[Provided data — start]

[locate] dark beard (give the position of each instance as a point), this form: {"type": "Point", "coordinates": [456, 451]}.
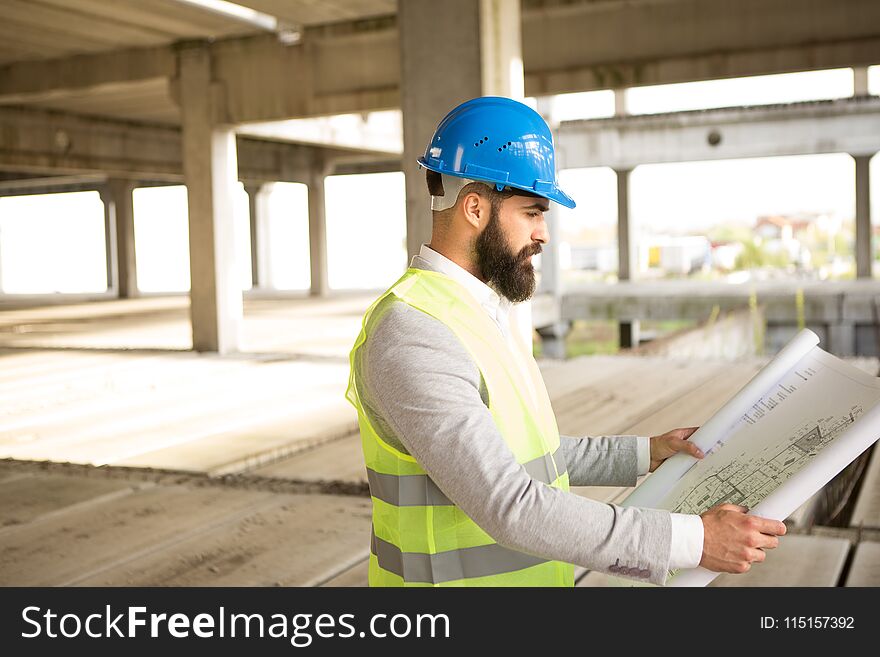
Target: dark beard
{"type": "Point", "coordinates": [512, 274]}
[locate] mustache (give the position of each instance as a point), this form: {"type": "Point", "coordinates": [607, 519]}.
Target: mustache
{"type": "Point", "coordinates": [529, 251]}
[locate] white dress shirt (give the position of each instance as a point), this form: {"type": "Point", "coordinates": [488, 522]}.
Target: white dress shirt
{"type": "Point", "coordinates": [687, 529]}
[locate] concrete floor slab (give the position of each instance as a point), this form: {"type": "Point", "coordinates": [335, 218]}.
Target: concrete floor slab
{"type": "Point", "coordinates": [865, 567]}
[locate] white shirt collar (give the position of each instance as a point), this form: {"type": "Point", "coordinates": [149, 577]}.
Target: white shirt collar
{"type": "Point", "coordinates": [497, 306]}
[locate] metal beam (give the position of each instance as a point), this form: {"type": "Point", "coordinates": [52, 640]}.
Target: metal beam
{"type": "Point", "coordinates": [599, 45]}
{"type": "Point", "coordinates": [43, 142]}
{"type": "Point", "coordinates": [839, 126]}
{"type": "Point", "coordinates": [567, 46]}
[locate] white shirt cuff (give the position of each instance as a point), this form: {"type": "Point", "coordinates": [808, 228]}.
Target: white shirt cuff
{"type": "Point", "coordinates": [687, 541]}
{"type": "Point", "coordinates": [643, 449]}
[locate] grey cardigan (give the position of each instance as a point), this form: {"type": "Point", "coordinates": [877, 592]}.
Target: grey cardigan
{"type": "Point", "coordinates": [422, 390]}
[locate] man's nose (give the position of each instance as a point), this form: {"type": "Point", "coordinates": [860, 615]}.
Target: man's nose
{"type": "Point", "coordinates": [541, 233]}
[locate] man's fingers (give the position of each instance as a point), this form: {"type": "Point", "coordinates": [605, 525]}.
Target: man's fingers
{"type": "Point", "coordinates": [756, 556]}
{"type": "Point", "coordinates": [727, 506]}
{"type": "Point", "coordinates": [766, 542]}
{"type": "Point", "coordinates": [688, 432]}
{"type": "Point", "coordinates": [768, 526]}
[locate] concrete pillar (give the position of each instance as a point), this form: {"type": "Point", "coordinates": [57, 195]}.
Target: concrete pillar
{"type": "Point", "coordinates": [258, 208]}
{"type": "Point", "coordinates": [860, 80]}
{"type": "Point", "coordinates": [552, 336]}
{"type": "Point", "coordinates": [210, 171]}
{"type": "Point", "coordinates": [319, 286]}
{"type": "Point", "coordinates": [620, 105]}
{"type": "Point", "coordinates": [864, 247]}
{"type": "Point", "coordinates": [626, 254]}
{"type": "Point", "coordinates": [121, 256]}
{"type": "Point", "coordinates": [484, 39]}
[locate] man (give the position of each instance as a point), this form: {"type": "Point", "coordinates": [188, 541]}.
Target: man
{"type": "Point", "coordinates": [468, 474]}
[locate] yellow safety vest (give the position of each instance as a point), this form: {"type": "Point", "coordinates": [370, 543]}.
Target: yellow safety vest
{"type": "Point", "coordinates": [419, 537]}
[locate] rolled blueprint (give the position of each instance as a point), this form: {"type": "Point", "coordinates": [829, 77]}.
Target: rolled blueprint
{"type": "Point", "coordinates": [655, 487]}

[Provided data — finish]

▸ **Goal of the exercise**
Exact repetition is the task: every line from the start of the data to the line with "[locate] mustache (give", inclusive, and none after it, pictures omitted.

▸ **Answer box**
[locate] dark beard (give the position of each instance as a point), this form: {"type": "Point", "coordinates": [456, 451]}.
Target: dark beard
{"type": "Point", "coordinates": [512, 274]}
[locate] mustache (give the position of each instance as a point), this form: {"type": "Point", "coordinates": [607, 519]}.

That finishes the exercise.